• _Tareas por resolver_:
**1)** Repite sin cambios el fragmento de la carta sobre la ley de separación de la Iglesia y el Estado que empieza en "En cierta manera, se" y sigue hasta "de cada uno.".
**2)** Según la carta sobre la ley de separación de la Iglesia y el Estado, ¿por qué esa ley desconocía la naturaleza profunda del hombre? Contesta en una a tres oraciones.
**3)** Prosigue la carta sobre la ley de separación de la Iglesia y el Estado a partir de su última oración.
==== Texto de lectura ====
Queridos hermanos en el episcopado:

1. Durante vuestras visitas ad limina, me habéis hecho participe de vuestras preocupaciones y vuestras alegrías, poniendo de relieve las buenas relaciones que mantenéis con los responsables de la sociedad civil, por lo cual ni puedo menos de alegrarme. En nuestros encuentros abordé en vosotros la cuestión de las relaciones con las autoridades civiles desde la perspectiva del centenario de la ley de separación de la Iglesia y el Estado. Asimismo, en el discurso que dirigí a los obispos de la provincia de Besançon, el 27 de febrero de 2004, traté directamente sobre la cuestión de la laicidad.

2. En 1905, la ley de separación de la Iglesia y el Estado, que denunciaba el Concordato de 1804, fue un acontecimiento doloroso y traumático para la Iglesia en Francia. Esa ley regulaba el modo de vivir en Francia el principio de laicidad y, en ese marco, sólo mantenía la libertad de culto, relegando al mismo tiempo el hecho religioso a la esfera privada, sin reconocer a la vida religiosa y a la institución eclesial un lugar en el seno de la sociedad. La vida religiosa del hombre sólo se consideraba entonces como un simple sentimiento personal, desconociendo así la naturaleza profunda del hombre, ser a la vez personal y social en todas sus dimensiones, incluida su dimensión espiritual. Sin embargo, desde 1920, hay que agradecer al Gobierno francés el haber reconocido, en cierta manera, el lugar del hecho religioso en la vida social, la actividad religiosa personal y social, y la constitución jerárquica de la Iglesia, que es constitutiva de su unidad.

El centenario de esta ley puede ser hoy ocasión para reflexionar sobre la historia religiosa en Francia durante el siglo pasado, considerando los esfuerzos realizados por las diferentes partes enfrentadas para mantener el diálogo, esfuerzos coronados con el restablecimiento de las relaciones diplomáticas y con el acuerdo estipulado en 1924, suscrito por el Gobierno de la República, descrito después en la encíclica de mi predecesor el Papa Pió XI, con fecha 18 de febrero de ese año, Maximam gravissimamque. A partir de 1921, después de años difíciles, por iniciativa del Gobierno francés, ya se habían entablado nuevas relaciones entre la República francesa y la Sede apostólica, que abrían el camino a un marco de negociación y cooperación. En este, marco, pudo ponerse en marcha un proceso de pacificación, en el respeto del orden jurídico, tanto civil como canónico. Este nuevo espíritu de comprensión mutua permitió entonces encontrar solución a cierto número de dificultades y hacer que todas las fuerzas del país contribuyeran al bien común, cada una en su propio ámbito.

En cierta manera, se puede decir que ya se había alcanzado una suerte de entendimiento día a día, que abría el camino a un acuerdo consensual de hecho sobre las cuestiones institucionales de importancia fundamental para la vida de la Iglesia. Esta paz, lograda progresivamente, ha llegado a ser una realidad profundamente arraigada en el pueblo francés. Permite a la Iglesia que está en Francia cumplir su misión con confianza y serenidad, y participar cada vez más activamente en la vida de la sociedad, respetando las competencias de cada uno.
==== Datos guardados ====
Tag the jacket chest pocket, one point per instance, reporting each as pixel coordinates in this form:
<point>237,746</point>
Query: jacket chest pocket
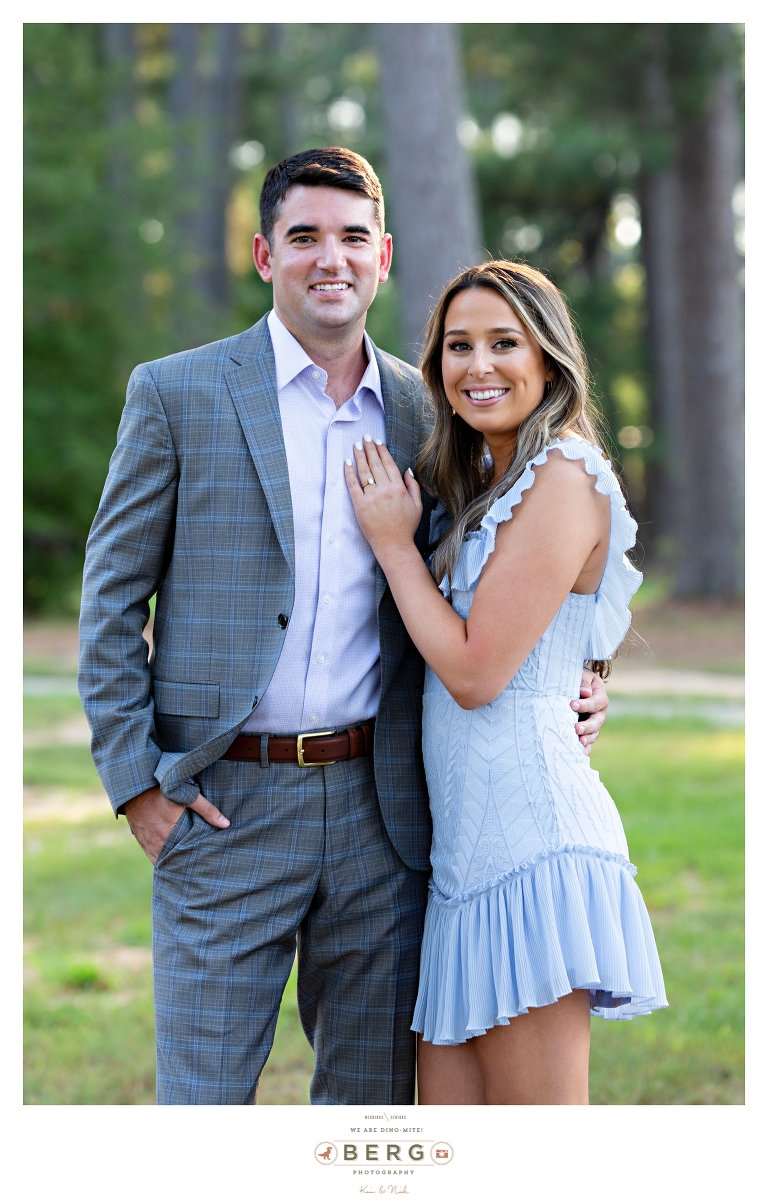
====
==== Datos guardados ====
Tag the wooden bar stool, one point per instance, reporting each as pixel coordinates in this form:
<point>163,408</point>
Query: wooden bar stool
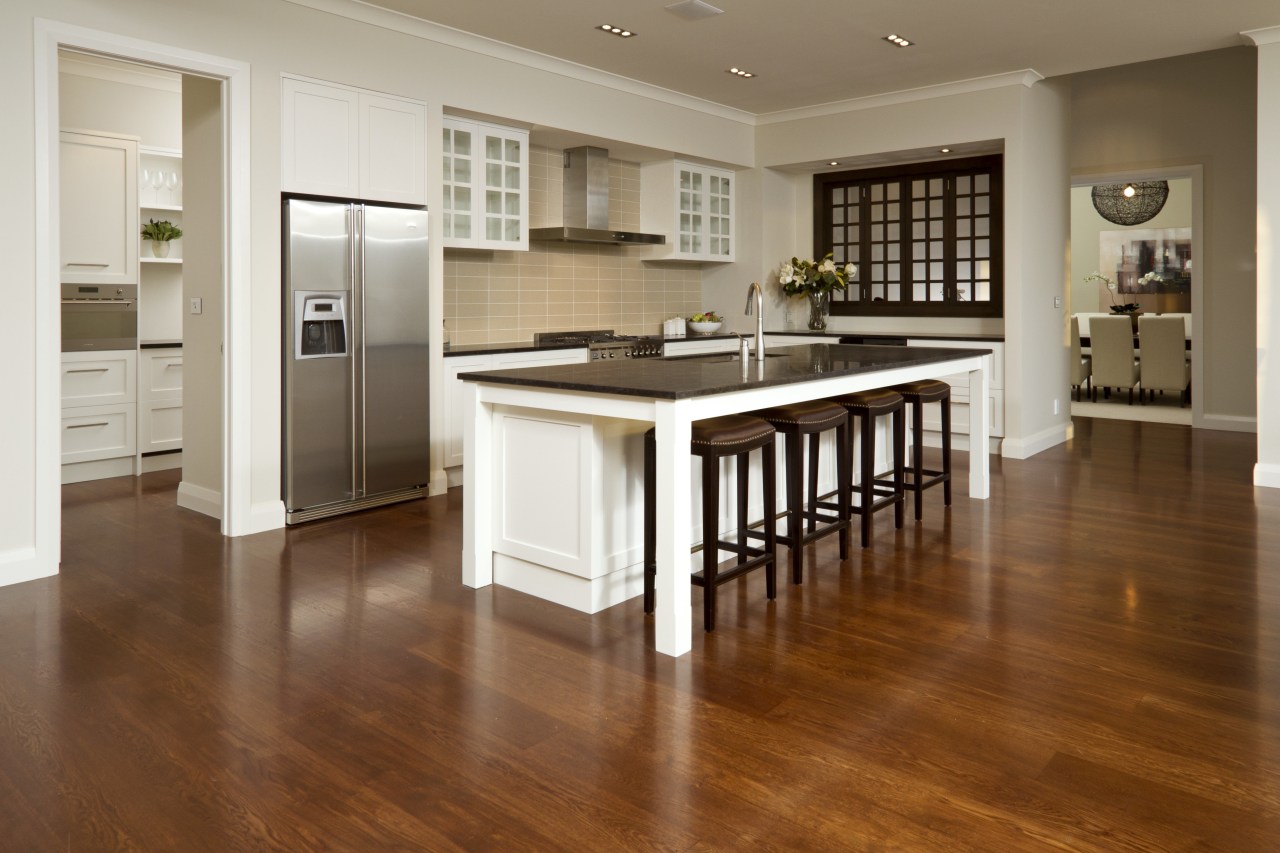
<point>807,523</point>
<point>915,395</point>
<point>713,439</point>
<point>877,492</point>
====
==== Datos guardados ====
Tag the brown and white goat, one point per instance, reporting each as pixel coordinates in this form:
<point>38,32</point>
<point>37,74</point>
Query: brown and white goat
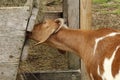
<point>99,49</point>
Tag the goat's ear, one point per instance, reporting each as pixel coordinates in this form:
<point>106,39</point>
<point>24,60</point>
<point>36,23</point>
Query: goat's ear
====
• _Respuestas_:
**1)**
En cierta manera, se puede decir que ya se había alcanzado una suerte de entendimiento día a día, que abría el camino a un acuerdo consensual de hecho sobre las cuestiones institucionales de importancia fundamental para la vida de la Iglesia. Esta paz, lograda progresivamente, ha llegado a ser una realidad profundamente arraigada en el pueblo francés. Permite a la Iglesia que está en Francia cumplir su misión con confianza y serenidad, y participar cada vez más activamente en la vida de la sociedad, respetando las competencias de cada uno.

**2)** Porque consideraba la vida religiosa del hombre solo como un simple sentimiento personal. El hombre, en cambio, es un ser a la vez personal y social en todas sus dimensiones, incluida la espiritual.

**3)**
3. Bien comprendido, el principio de laicidad, muy arraigado en vuestro país, pertenece también a la doctrina social de la Iglesia. Recuerda la necesidad de una justa separación de poderes (cf. Compendio de la doctrina social de la Iglesia, nn. 571-572), que se hace eco de la invitación de Cristo a sus discípulos: «Dad al César lo que es del César y a Dios lo que es de Dios» (Lc 20, 25). Por su parte, la no confesionalidad del Estado, que es una no intromisión del poder civil en la vida de la Iglesia y de las diferentes religiones, así como en la esfera de lo espiritual, permite que todos los componentes de la sociedad trabajen juntos al servicio de todos y de la comunidad nacional.

Asimismo, como recordó el concilio ecuménico Vaticano II, la Iglesia no está llamada a gestionar el ámbito temporal, puesto que "en razón de su función y de su competencia, no se confunde, de ningún modo con la comunidad política y no está vinculada a ningún sistema politicón (Gaudium et spes, 76; cf. n. 42). Pero, al mismo tiempo, es preciso que todos trabajen por el interés general y por el bien común. Así se expresa también el Concilio: «La comunidad política y la Iglesia, (...) aunque por diverso título, están al servicio de la vocación personal y social del hombre. Este servicio lo realizarán con tanta mayor eficacia, para bien de todos, cuanto más sana y mejor sea la cooperación entre ellas» (ib., 76).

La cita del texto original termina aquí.